Reproduce all of the records below word for word, leaving out the pictures.
━━ ENTRIES SUPPLIED ━━
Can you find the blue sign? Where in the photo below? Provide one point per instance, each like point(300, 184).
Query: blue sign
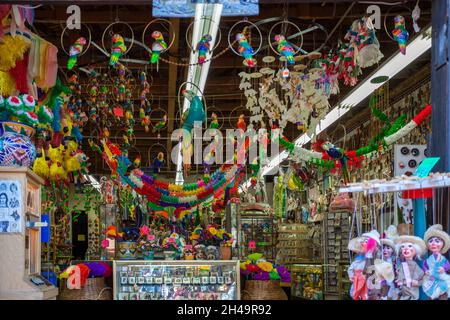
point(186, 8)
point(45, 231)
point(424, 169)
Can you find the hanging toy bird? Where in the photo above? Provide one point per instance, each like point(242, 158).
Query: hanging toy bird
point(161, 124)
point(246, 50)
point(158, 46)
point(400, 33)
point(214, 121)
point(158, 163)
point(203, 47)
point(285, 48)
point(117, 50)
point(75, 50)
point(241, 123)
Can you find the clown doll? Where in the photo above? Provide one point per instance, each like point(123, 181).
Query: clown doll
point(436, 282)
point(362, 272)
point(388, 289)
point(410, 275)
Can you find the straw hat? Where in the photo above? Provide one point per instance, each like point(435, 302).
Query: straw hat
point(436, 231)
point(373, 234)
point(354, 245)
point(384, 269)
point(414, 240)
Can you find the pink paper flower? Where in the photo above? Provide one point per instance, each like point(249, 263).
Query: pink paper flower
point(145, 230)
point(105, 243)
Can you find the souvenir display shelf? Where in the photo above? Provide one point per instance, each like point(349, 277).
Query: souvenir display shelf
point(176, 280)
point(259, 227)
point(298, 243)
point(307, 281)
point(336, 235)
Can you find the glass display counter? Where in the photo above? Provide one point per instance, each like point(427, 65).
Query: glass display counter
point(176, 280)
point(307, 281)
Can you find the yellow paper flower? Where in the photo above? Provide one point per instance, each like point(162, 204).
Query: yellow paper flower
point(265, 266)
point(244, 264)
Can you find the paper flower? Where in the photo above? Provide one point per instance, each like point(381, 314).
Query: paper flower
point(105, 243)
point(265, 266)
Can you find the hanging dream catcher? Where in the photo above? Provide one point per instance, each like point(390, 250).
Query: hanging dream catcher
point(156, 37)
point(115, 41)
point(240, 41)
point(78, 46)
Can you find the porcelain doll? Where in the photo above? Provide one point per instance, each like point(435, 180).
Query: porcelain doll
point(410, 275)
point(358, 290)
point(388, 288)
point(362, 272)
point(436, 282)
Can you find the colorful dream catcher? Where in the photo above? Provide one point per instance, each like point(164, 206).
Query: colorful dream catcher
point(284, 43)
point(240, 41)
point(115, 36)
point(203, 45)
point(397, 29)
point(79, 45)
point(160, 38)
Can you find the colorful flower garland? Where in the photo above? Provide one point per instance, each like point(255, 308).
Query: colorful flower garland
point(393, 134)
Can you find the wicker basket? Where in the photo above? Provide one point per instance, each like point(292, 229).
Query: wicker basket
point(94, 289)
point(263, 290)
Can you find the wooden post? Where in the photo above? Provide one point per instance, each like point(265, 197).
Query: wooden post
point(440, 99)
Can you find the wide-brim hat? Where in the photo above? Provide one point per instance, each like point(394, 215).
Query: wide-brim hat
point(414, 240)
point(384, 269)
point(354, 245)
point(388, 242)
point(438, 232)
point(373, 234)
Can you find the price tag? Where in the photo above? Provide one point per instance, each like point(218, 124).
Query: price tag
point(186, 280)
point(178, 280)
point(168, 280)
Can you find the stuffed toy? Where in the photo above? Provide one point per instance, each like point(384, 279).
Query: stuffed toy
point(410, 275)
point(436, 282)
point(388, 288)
━━━
> SOLUTION FOR THIS TASK:
Can you find the blue sign? Where in the photo below? Provide one point per instance, each like point(300, 184).
Query: blue sign
point(186, 8)
point(45, 231)
point(424, 169)
Can you find the hanging toy bird? Where in the photo above? Provide one point per instance, each like point(242, 158).
Query: hanging toy bird
point(161, 124)
point(246, 50)
point(158, 46)
point(400, 33)
point(214, 121)
point(158, 163)
point(203, 47)
point(285, 48)
point(117, 50)
point(75, 50)
point(241, 123)
Can you find the clown doll? Where in the photo above? Provide one point per instance, each like point(123, 181).
Query: clown doll
point(436, 282)
point(362, 272)
point(388, 289)
point(410, 275)
Can you find the straw hat? Where in the photo above? Provide one point per instance, each like point(435, 302).
Query: straw hat
point(436, 231)
point(373, 234)
point(354, 245)
point(384, 269)
point(414, 240)
Can you find the pink paper flower? Where in the photo above? Provide one point per instance, each like point(249, 263).
Query: pink paper flower
point(145, 230)
point(105, 243)
Can you find the souvenir display shelf? Where in the photo above? Provide one point per instance, each like point(349, 277).
Query: souvenir display shelf
point(176, 280)
point(259, 227)
point(298, 243)
point(307, 281)
point(336, 235)
Can you find the glass display counter? Where in the photo above? Provide one point per instance, each like point(427, 65).
Query: glass display counter
point(176, 280)
point(307, 281)
Can you find the yellow paper flower? Where in the photo above? Provide one point per instance, each like point(162, 204).
Query: yellow paper flower
point(265, 266)
point(244, 264)
Can you find the paper flower? Where in the photo above? Provide one point per instance, each like point(381, 314).
Query: paper flower
point(105, 243)
point(265, 266)
Can you find the hanging dream catcher? Where in the photo above? Provide one point per instance, each like point(390, 250).
Query: hanging dream catcher
point(156, 37)
point(115, 41)
point(240, 41)
point(78, 46)
Can you find the porcelain doll? Where in the photo above? Provide one point per instance, each like point(435, 180).
Query: porcelain doll
point(410, 275)
point(358, 290)
point(388, 288)
point(362, 272)
point(436, 282)
Can you find the colorful dream catcher? Where in the photo above? Provide one point per instance, each like point(164, 206).
Query: colorful dream catcher
point(284, 43)
point(240, 41)
point(115, 36)
point(203, 45)
point(397, 29)
point(79, 45)
point(160, 38)
Can you find the colorful flower garland? Where in the photo above? Provide one point per instance, each like point(255, 308).
Query: colorful flower garland
point(393, 134)
Can you find the wicker basket? Where in the photo above? Provide one point per instance, each like point(292, 229).
Query: wicker basket
point(94, 289)
point(263, 290)
Can you find the wooden post? Where in the photo above? Provide one point per instance, each like point(265, 197).
Query: wooden post
point(440, 99)
Can you find the wide-brim hat? Where in the photo above? Provide one point per instance, each like point(394, 215).
Query: wide-brim hat
point(414, 240)
point(384, 269)
point(354, 245)
point(388, 242)
point(438, 232)
point(373, 234)
Can you find the price tag? Where in the photo above? Provide one point per instance, each like point(218, 124).
Query: price tag
point(186, 280)
point(178, 280)
point(168, 280)
Can you find the stuffed toy? Where in the photo above? Provide one point per instance, each like point(384, 279).
Query: stuffed toy
point(410, 275)
point(436, 282)
point(388, 288)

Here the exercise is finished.